Selected passage:

Roughly 14,500 migrants this year have reached Italy and Malta, Libya’s nearest European neighbors. More than 8,600 were intercepted and returned to Libya.
At least 743 migrants have died in the attempt. That sea journey remains the planet’s deadliest.
This is a story of what happened to one boat of mostly African migrants, in one episode in the sprawling global tragedy of displacement, migration and human trafficking.
Instead of leading to new opportunities, the migrants’ attempt at crossing became another turn in the seemingly endless cycle of abuses, violence and disappointment they have endured since leaving their homelands.
For many, it was their first sea journey. None could swim.
They came from Nigeria, Cameroon, Senegal and other West African nations. What they shared was poverty and a belief that the only way to secure their families was to leave their homelands.
Wisdom left her home in Lagos, Nigeria, two years ago. Her parents had died, and work was scarce. She borrowed roughly $1,100 from relatives to pay a smuggler to take her through Niger and north to Tripoli.
She joined dozens of migrants in a convoy of pickups. The journey stretched for days across scorching desert. They ran out of water, Wisdom said, and 10 died. She survived, she said, “only by grace of God.”
When they reached the Libyan town of Sabha, they were sold to other traffickers, who imprisoned them for a month. Wisdom was handed a cellphone and forced to call her brother to send another $1,100 to secure her release.
“They were raping girls,” she said. “I paid my money on time. That’s the only reason they didn’t rape me.”
The Washington Post cannot independently verify the accounts. But scores of migrants have described similar abuses in the past four years.
A female smuggler brought Gift Samuel, 24, to Tripoli a year ago without incident to join the estimated 640,000 migrants in Libya. But for the next six months, she said, she paid her entire wages as a house cleaner – $200 a month – to the woman, a fellow Nigerian. Only then could she start sending money to her impoverished family back home.
In Tripoli, the migrants face racial discrimination. Police raid their homes to extort money. Militiamen shake them down at gunpoint.
“Every black here is suffering,” said Rashid Shodipo, 34, also from Nigeria.
Wisdom found a job doing housekeeping for an “Arabu,” as the migrants call Libyans. She earned around $150 a month. But some months, she said, her employers didn’t pay.
They made her work long hours, even when she became pregnant with her first child. Then she had a miscarriage.
“It was because of the stress of working in the Arabu’s house,” she said.
The war in Tripoli brought more turmoil.

Dataset rows:
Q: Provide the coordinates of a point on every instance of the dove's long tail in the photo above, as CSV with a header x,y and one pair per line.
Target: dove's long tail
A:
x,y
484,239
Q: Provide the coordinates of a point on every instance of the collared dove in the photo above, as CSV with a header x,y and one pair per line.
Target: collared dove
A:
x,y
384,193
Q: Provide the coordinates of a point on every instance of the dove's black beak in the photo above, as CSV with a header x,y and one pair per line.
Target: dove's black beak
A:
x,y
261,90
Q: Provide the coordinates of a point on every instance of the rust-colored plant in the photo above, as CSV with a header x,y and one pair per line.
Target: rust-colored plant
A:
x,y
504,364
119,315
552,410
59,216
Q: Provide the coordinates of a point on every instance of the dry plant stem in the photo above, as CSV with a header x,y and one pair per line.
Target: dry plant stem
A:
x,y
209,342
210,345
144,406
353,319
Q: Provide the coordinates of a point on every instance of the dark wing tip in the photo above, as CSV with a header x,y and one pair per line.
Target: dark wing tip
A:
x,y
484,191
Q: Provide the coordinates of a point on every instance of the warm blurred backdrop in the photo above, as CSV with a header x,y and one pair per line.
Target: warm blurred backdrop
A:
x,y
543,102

To be done:
1) In the passage on migrants in Libya, how much money did Wisdom borrow from relatives to pay a smuggler?
2) Carry on with the passage on migrants in Libya from its last sentence.
The data is separate from the passage on migrants in Libya.

Responses by task:
1) Roughly $1,100.

2)
When the violence erupted in April, Wisdom and other migrants found themselves living on the front lines, trapped between the militias of the U.N.-installed Government of National Accord and those of the commander in the country’s east, Khalifa Hifter.
“I woke up one morning and the fighting had reached us,” Obiti said.
Gun-wielding militiamen knocked on Samuel’s door one night and ordered the men out, she said. They took their phones and demanded money. “Then they wanted to speak to the women in private,” she said. “Many were forced to sleep with the militias.” She didn’t know which side they were from.
Wisdom, too, fled her house.
Others lost jobs. Some were so desperate they considered entering squalid migrant detention centers. But the centers, many of them near front lines, had become targets. In early July, an airstrike pulverized the Tajoura detention center in Tripoli, killing at least 53 migrants.
In the months after, hundreds of migrants flowed to a U.N. way station for refugees approved to leave the country. It soon became overcrowded, and the United Nations was unable to assist them all.
Many of the more than four dozen migrants who three days earlier had boarded that boat for Italy once saw their future in Libya. Despite the challenges, the country still offered their best avenue to provide for their families.
The fighting altered that thinking.
“I worked here for seven years sending money home,” said Kwame Adjei, 38, from Ghana. “I have to pay for the school of my two children back home.
“But Libya is no good at this time.”
Wisdom feared that her Libyan employers would force her to work and that she would lose another baby.
“I believed that when I got to Europe, it would be better for my child than being in Libya,” she said.
For this dream, she was willing to risk both their lives on the boat.
The boat embarked Oct. 26 from the western town of Zuwara. The first sign of trouble was the departure time: 10 a.m., not the dark of night.
“To me, it was strange,” said David Mikey, 30, a broad-shouldered Nigerian. Some Libyan coast guard members are part of the smuggling mafia, U.N. investigators say, detaining vulnerable migrants and extorting money from them. When Mikey asked the smugglers about their plan, he was told a charity rescue ship was waiting a couple of hours away to take the migrants to Italy.
“Even if the smugglers wanted to trick me, I didn’t care,” he said. “In Libya, we had no more options. We had to get to Europe.”
The rubber boat, roughly 24 feet by 6 feet, was powered by a 50-horsepower engine. Only a few of the migrants wore life jackets.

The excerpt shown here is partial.